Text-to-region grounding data
────

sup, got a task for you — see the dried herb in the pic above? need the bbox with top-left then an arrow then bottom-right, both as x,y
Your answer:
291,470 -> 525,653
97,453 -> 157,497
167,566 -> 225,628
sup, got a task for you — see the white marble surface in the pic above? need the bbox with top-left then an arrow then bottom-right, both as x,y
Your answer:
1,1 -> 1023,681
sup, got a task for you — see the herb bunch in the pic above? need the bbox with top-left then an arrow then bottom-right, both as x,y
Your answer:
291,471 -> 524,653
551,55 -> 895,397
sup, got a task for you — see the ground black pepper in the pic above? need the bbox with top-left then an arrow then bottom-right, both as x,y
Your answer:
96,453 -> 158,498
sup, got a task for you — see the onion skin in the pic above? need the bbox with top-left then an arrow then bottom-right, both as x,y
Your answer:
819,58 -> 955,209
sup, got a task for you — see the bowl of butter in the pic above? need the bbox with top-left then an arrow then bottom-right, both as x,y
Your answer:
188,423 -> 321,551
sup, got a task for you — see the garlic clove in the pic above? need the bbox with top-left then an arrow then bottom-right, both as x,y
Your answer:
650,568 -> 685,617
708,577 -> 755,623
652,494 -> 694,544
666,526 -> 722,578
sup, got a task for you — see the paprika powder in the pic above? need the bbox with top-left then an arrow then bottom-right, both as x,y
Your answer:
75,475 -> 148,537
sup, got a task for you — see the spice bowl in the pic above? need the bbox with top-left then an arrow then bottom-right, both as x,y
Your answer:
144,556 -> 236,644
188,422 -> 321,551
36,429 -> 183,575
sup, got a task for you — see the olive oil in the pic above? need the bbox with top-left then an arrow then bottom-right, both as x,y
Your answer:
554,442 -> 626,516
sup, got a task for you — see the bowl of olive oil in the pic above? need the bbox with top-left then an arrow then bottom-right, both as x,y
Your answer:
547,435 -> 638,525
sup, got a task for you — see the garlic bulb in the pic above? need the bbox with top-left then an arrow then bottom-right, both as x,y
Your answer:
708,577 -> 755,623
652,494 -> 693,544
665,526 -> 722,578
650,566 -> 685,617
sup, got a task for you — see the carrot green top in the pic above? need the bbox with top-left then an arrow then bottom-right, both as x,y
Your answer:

────

Task item ▸ In the entries above, find each line that includes the string "herb" and copy it.

Result of the task ▸
sup, got a task for you — see the dried herb in the pic above? need the bbox with top-left then an arrow then bottom-right, both as x,y
sup, got a task for you — see the herb bunch in the pic above? need the bbox with top-left then an arrow then bottom-right, both as x,y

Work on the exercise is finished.